··· Lesetext ···
Four Lions (#) von Chris Morris. England, 2010. Riz Ahmed, Kayvan Novak, Arsher Ali, Nigel Lindsay, Adeel Akhtar
Genau der richtige Film zur rechten Zeit, sollte man meinen – noch erschallt allüberall das martialische Gedröhn der Amis, die nach zehn Jahren endlich ihre Rachemission vollendet und Bin Laden in einer lupenreinen Shoot-to-kill-Aktion liquidiert haben, da kriegt man im Kino den Kopf wieder gerade gerückt und lernt, dass man eigentlich über fast alles Witze machen kann – sogar über islamistische Terroristen, die erwiesenermaßen die schlimmste Plage der modernen Zivilisation sind. Dies ist tatsächlich eine Satire auf religiöse Fanatiker und ihren Dschihad, und, unglaublich aber wahr, dies ist eine glänzende Satire, ein hinreißend komischer Film, der dem ganzen Wahnwitz genau das richtige entgegensetzt, das einzige genau genommen, das wirklich hilft (denn reine Gewalt wird’s nicht schaffen), der nämlich den heiligen Krieg und seine Krieger in ihrer ganzen monströsen Lächerlichkeit und Dummheit zur Schau stellt, mit ihm Schabernack treibt, ohne ihn dabei zu verharmlosen, und das ist dann die echte Kunst an der Sache.
··· Zu prüfende Daten ···
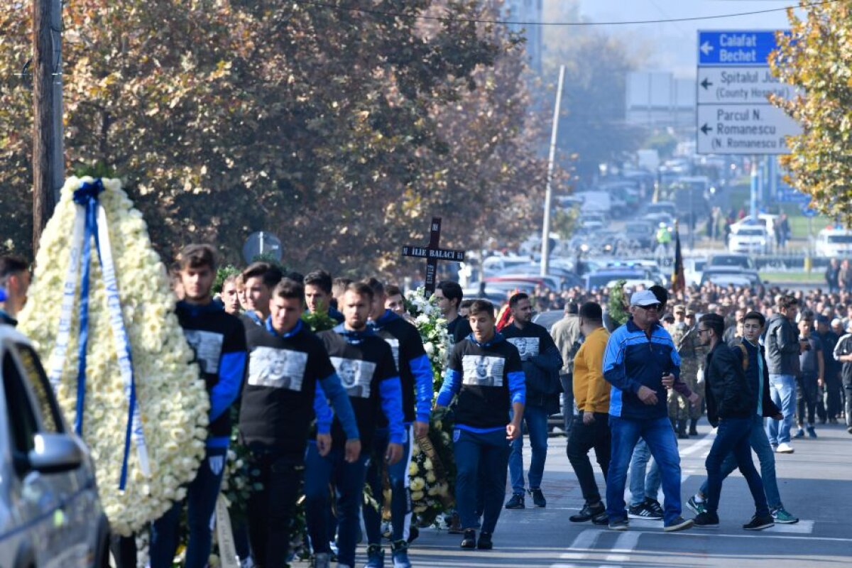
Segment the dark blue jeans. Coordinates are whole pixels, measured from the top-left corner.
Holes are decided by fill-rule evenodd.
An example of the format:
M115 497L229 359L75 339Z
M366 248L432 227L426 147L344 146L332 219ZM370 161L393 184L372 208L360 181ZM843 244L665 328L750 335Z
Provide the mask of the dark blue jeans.
M541 479L544 474L544 460L547 458L547 410L541 406L526 406L523 420L527 422L527 432L532 450L527 479L529 488L539 489ZM509 455L509 475L511 478L512 491L522 494L524 492L523 436L518 436L517 439L512 442L512 451Z
M728 454L733 453L737 460L740 473L748 482L751 498L757 514L769 513L763 493L763 483L751 461L751 418L722 418L716 431L716 439L710 448L705 465L707 467L707 512L717 513L719 509L719 495L722 493L722 480L724 479L722 462Z
M481 513L482 532L493 533L503 509L503 499L506 496L506 466L509 452L506 431L478 433L457 428L452 438L456 457L456 508L462 527L475 527ZM481 511L477 510L479 499L481 499Z
M382 470L388 468L388 480L390 482L390 525L393 530L392 541L408 540L412 526L412 496L408 490L408 465L412 462L412 427L406 427L406 441L402 445L402 459L392 466L384 462L384 453L388 450L388 430L381 428L373 437L372 458L367 466L367 483L379 507L382 506ZM367 542L382 542L382 516L371 507L364 508L364 527L367 532Z
M354 463L348 463L344 459L345 456L345 448L334 447L328 456L322 457L317 450L316 442L308 444L308 455L305 457L305 508L308 534L311 537L314 551L331 552L326 512L329 505L329 483L334 482L337 499L337 561L354 566L368 458L362 454ZM271 568L279 565L269 565Z
M184 565L204 568L210 559L212 519L225 471L227 448L207 448L204 459L187 487L187 524L189 542ZM177 551L183 502L176 502L151 526L151 568L171 568Z
M662 478L663 522L668 525L681 516L681 457L677 453L675 431L668 416L637 420L609 416L613 434L609 475L607 476L607 515L610 521L627 518L625 508L625 485L627 467L633 456L633 448L640 438L648 443L651 455L659 466Z

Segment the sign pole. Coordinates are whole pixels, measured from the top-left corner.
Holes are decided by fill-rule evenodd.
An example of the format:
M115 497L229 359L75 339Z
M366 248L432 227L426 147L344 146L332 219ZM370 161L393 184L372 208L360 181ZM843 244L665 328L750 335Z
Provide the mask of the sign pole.
M565 81L565 66L559 66L559 82L556 84L556 102L553 106L553 128L550 130L550 155L547 160L547 186L544 188L544 222L541 229L541 275L547 276L550 270L550 198L553 194L553 161L556 156L556 134L559 131L559 106L562 100L562 83Z

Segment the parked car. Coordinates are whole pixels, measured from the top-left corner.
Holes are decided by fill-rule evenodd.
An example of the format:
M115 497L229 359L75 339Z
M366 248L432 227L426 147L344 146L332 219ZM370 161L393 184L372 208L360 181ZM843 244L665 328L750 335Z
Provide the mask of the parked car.
M816 236L816 255L826 258L852 256L852 231L823 229Z
M109 566L109 525L89 450L29 340L0 325L0 565Z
···
§ **Übungen**
(a) Beantworte zur Filmkritik zu „Four Lions“ diese Fragen:
(i) Von wem ist der Film?
(ii) Aus welchem Land und welchem Jahr stammt er?
(iii) Nach wie vielen Jahren haben die Amerikaner laut der Filmkritik ihre Rachemission vollendet?
(b) Schreibe die Filmkritik zu „Four Lions“ im Anschluss an ihren letzten Satz weiter.
Das Material wird hier nicht gebraucht.

§ **Lösungen**
(a)
(i) Von Chris Morris.
(ii) Aus England, 2010.
(iii) Nach zehn Jahren.

(b)
Wir sehen Omar aus Sheffield und seine drei Kumpel, die sich für ihren Dschihad rüsten, die endlich einsteigen wollen in den Kampf gegen wen auch immer (wissen sie nicht so genau) und für was auch immer (wissen sie auch nicht so genau). Sie konspirieren eifrig auf unterster Ebene, drehen vorausschauend ein paar bedrohliche Videobotschaften, sammeln Material für den großen Knall und reisen teilweise nach Pakistan, um vor Ort direkt mit den Profis zu trainieren, was allerdings ein wenig äh nach hinten losgeht... Zurück in Merry Old England wird’s nun aber ernst: Der Konspirationsfaktor steigt rapide, die ersten Sprengsätze werden gebastelt, eine Dohle wird souverän pulverisiert, mit Schafen wird’s dann aber schon schwieriger... Nachdem das erste Opfer des Dschihad durch eine neue, frische Kraft ersetzt wurde, geht’s nun direkt drauf zu: Der London Marathon soll dran glauben, die vier werfen sich in raffinierte Kostüme, um so unerkannt ihre tödliche Botschaft zu platzieren. Allerdings kommt ihnen das eine oder andere dazwischen und so fehlt ihrem explosiven Auftritt am Schluss die rechte Wirkung...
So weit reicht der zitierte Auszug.